◆ **Excerpt to read**:
Of the 22 Japanese ships that took part in the attack, only one survived the war. As of 2006, the only U.S. ship still afloat that was in Pearl Harbor during the attack is the Coast Guard Cutter Taney.

In the long term, the attack on Pearl Harbor was a strategic blunder for Japan. Indeed, Admiral Yamamoto, who devised the Pearl Harbor attack, had predicted that even a successful attack on the U.S. Fleet could not win a war with the United States, because American productive capacity was too large. One of the main Japanese objectives was to destroy the three American aircraft carriers stationed in the Pacific, but they were not present: Enterprise was returning from Wake Island, Lexington was near Midway Island, and Saratoga was in San Diego following a refit at Puget Sound Naval Shipyard. Putting most of the U.S. battleships out of commission was regarded—in both Navies and by most observers worldwide—as a tremendous success for Japan.

Though the attack was notable for large-scale destruction, the attack was not significant in terms of long-term loss. Had Japan destroyed the American carriers, the U.S. might have sustained significant damage to its Pacific Fleet for a year or so. As it was, the elimination of the battleships left the U.S. Navy with no choice but to put its faith in aircraft carriers and submarines—and these were the tools with which the U.S. Navy would halt and eventually reverse the Japanese advance. One particular flaw of Japanese strategic thinking was that the ultimate Pacific battle would be between battleships of both sides. As a result, Yamamoto hoarded his battleships for a decisive battle that would never happen.

Ultimately, targets that never made the list, the Submarine Base and the old Headquarters Building, were more important than any of them. It was submarines that brought Japan's economy to a standstill and crippled its transportation of oil, immobilizing heavy ships. And in the basement of the old Headquarters Building was the cryptanalytic unit, Station Hypo.

Historical significance

This battle has had history-altering consequences. It only had a small strategic military effect due to the failure of the Japanese Navy to sink U.S. aircraft carriers, but even if the air carriers had been sunk, it may not have helped Japan in the long term. The attack firmly drew the United States and its massive industrial and service economy into World War II, and the U.S. sent huge numbers of soldiers and a great amount of weapons and supplies to help the Allies fight Germany, Italy, and Japan, contributing to the utter defeat of the Axis powers by 1945. It also resulted in Germany declaring war on the United States four days later.

Damage to the headquarters building at Hickam Air Force Base, still visible.

◆ **Direction A**: Duplicate the portion of the Pearl Harbor text starting at "In the long term, the" and ending at "success for Japan.".
◆ **Direction B**: According to the Pearl Harbor text, which U.S. ship that was in Pearl Harbor during the attack was still afloat as of 2006?
Rely solely on the Pearl Harbor text for the answers.

◆ **Source excerpt**:
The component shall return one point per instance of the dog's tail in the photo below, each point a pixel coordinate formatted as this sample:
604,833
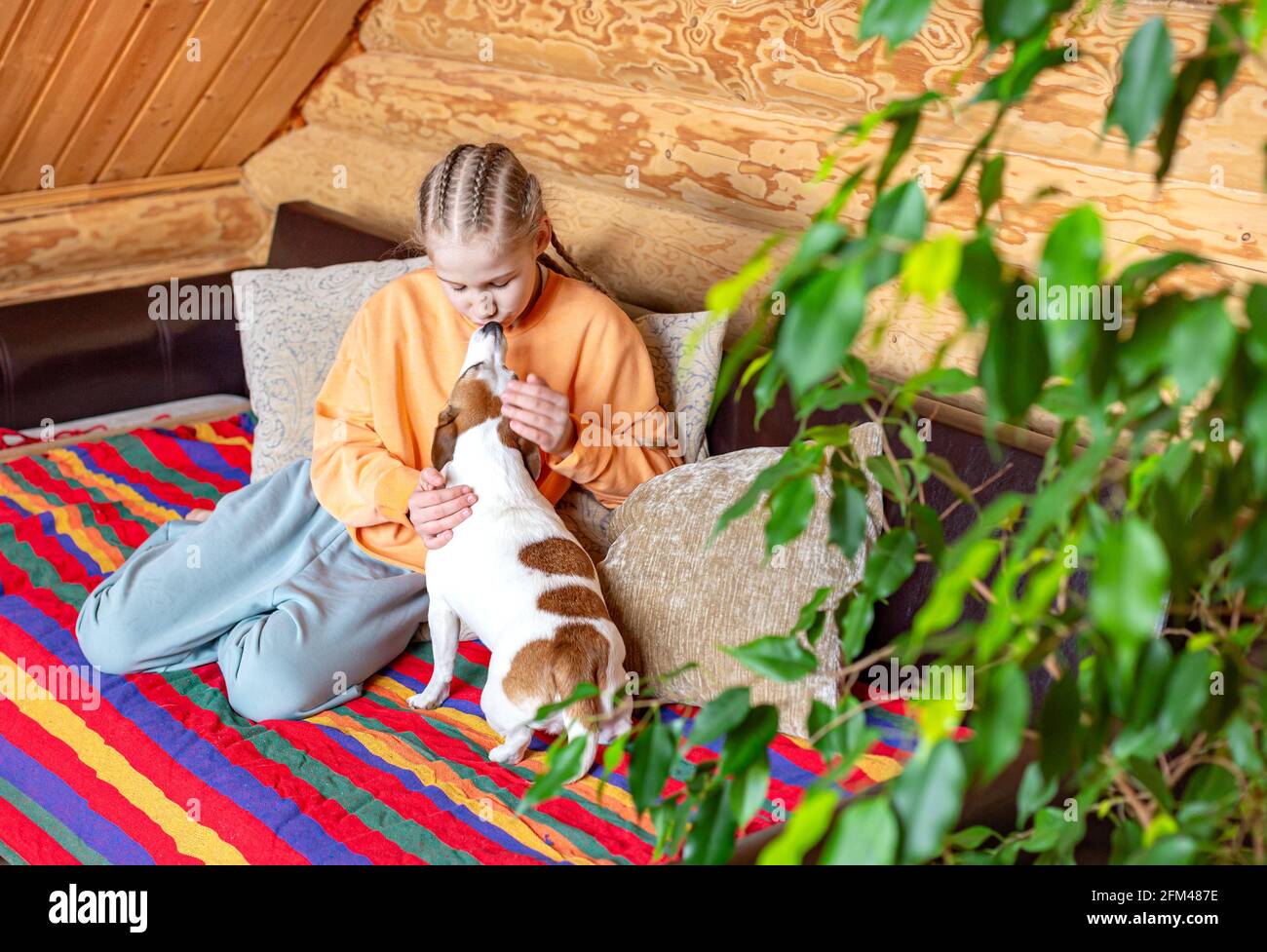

◆ **Problem solution A**:
In the long term, the attack on Pearl Harbor was a strategic blunder for Japan. Indeed, Admiral Yamamoto, who devised the Pearl Harbor attack, had predicted that even a successful attack on the U.S. Fleet could not win a war with the United States, because American productive capacity was too large. One of the main Japanese objectives was to destroy the three American aircraft carriers stationed in the Pacific, but they were not present: Enterprise was returning from Wake Island, Lexington was near Midway Island, and Saratoga was in San Diego following a refit at Puget Sound Naval Shipyard. Putting most of the U.S. battleships out of commission was regarded—in both Navies and by most observers worldwide—as a tremendous success for Japan.

◆ **Problem solution B**: The Coast Guard Cutter Taney.